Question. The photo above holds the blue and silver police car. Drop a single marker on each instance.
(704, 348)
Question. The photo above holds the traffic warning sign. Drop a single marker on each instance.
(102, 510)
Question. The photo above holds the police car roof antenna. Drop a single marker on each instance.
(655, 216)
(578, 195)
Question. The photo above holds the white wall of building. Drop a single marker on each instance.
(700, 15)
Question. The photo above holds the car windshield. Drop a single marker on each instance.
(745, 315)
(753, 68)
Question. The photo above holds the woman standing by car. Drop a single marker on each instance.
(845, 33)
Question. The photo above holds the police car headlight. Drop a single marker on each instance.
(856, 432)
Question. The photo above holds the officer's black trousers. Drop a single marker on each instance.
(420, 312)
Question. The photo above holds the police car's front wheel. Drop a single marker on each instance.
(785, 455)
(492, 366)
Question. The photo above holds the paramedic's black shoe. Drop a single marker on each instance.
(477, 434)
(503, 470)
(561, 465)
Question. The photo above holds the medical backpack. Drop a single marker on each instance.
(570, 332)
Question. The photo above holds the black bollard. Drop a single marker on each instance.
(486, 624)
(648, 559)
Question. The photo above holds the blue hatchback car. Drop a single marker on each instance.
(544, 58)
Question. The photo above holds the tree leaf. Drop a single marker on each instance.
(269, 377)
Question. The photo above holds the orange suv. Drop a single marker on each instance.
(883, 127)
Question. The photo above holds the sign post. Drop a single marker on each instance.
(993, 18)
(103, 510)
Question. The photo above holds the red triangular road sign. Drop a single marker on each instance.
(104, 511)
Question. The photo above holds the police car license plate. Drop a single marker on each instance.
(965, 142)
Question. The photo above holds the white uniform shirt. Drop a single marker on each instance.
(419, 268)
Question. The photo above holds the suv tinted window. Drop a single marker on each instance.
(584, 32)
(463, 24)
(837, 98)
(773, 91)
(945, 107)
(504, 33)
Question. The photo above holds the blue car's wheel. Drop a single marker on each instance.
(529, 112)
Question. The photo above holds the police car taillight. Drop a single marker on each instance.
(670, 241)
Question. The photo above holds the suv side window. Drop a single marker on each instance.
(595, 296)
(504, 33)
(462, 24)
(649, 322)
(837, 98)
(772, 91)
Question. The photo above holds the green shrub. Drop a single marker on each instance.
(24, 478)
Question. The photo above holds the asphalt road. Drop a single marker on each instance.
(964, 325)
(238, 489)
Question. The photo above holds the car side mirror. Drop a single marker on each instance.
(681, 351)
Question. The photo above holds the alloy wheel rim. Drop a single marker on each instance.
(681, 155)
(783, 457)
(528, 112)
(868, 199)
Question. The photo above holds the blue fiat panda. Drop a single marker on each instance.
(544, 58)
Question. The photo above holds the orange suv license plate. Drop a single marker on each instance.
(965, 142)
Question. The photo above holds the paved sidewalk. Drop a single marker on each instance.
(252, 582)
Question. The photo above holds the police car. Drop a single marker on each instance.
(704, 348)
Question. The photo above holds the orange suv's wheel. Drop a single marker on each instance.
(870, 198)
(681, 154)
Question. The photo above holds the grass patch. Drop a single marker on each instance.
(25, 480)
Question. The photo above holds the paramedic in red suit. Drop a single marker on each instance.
* * *
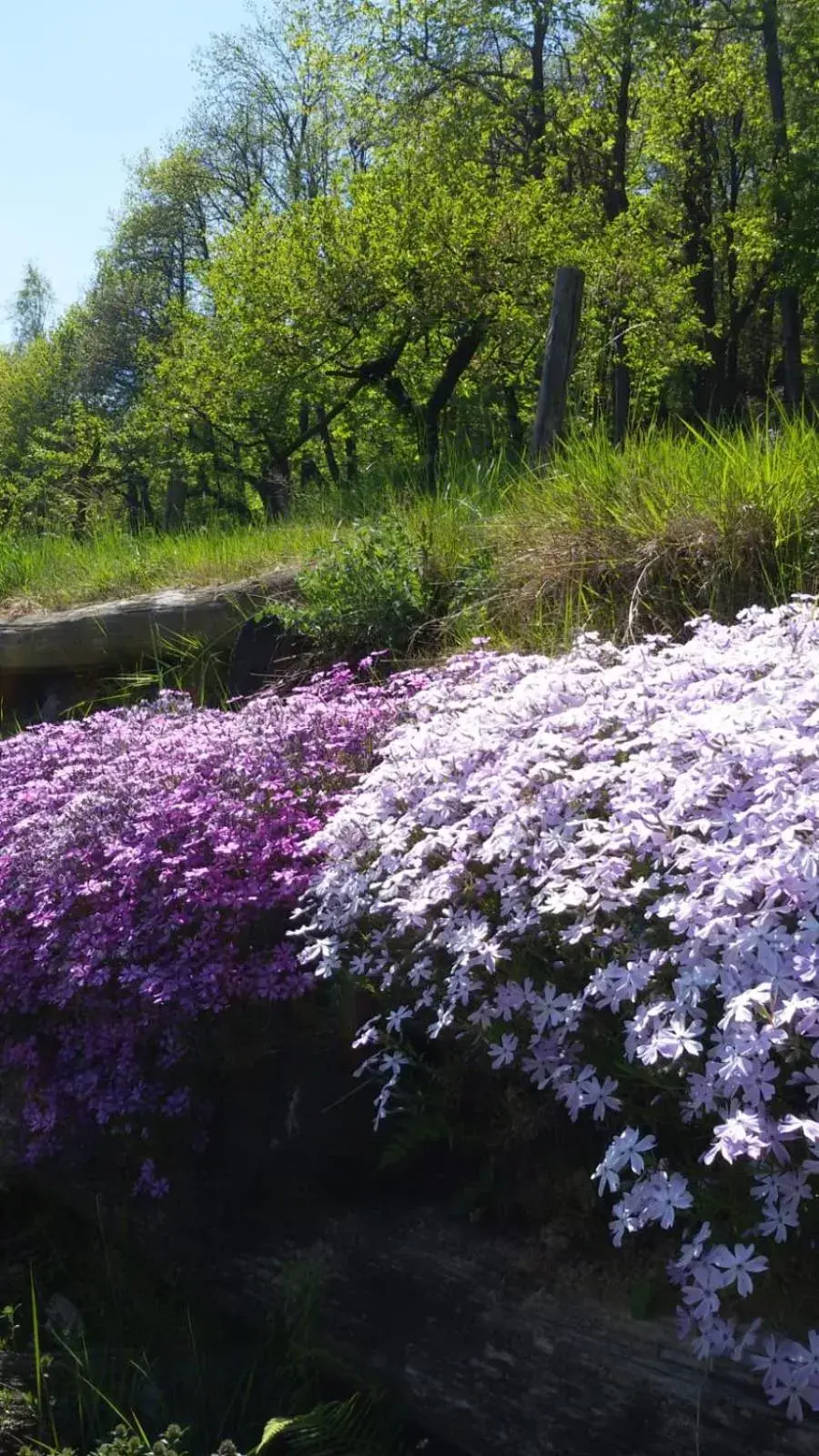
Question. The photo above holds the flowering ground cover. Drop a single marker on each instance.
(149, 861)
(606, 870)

Work task:
Starting with the line above that holds "Question. The photo above holds the green" and stopping with the line that holds "Question. The photo above holds the paramedic in", reproduce each line exactly, omitting all other lines.

Exercise solution:
Question. The photo above holds the green shrub. Drop a single marker on each instance.
(24, 478)
Question. The photo above holds the asphalt road. Drop a single marker on each instance.
(964, 325)
(238, 489)
Question. The photo above holds the car side mirror. Drop a single marker on each instance.
(681, 351)
Question. The photo above holds the alloy wheel rim. Drop a single marker on each instance.
(681, 155)
(783, 457)
(528, 112)
(868, 199)
Question. The photo above holds the blue fiat panda. Drop a single marker on each instance.
(544, 58)
Question. The photo above holds the orange suv license plate. Drop a single marker on each instance.
(965, 142)
Question. The photo above holds the paved sidewalk. Drop a single marker on each instance.
(252, 582)
Question. The photo above holds the police car. Drop a single marker on each instance.
(704, 348)
Question. The photo above holds the orange suv's wheel. Drop a single marker on each instance.
(870, 198)
(681, 154)
Question. The photo above holds the grass patch. Drop a single marker on each instance.
(25, 480)
Question. The photo above holds the paramedic in red suit. Drop a single marker on each instance.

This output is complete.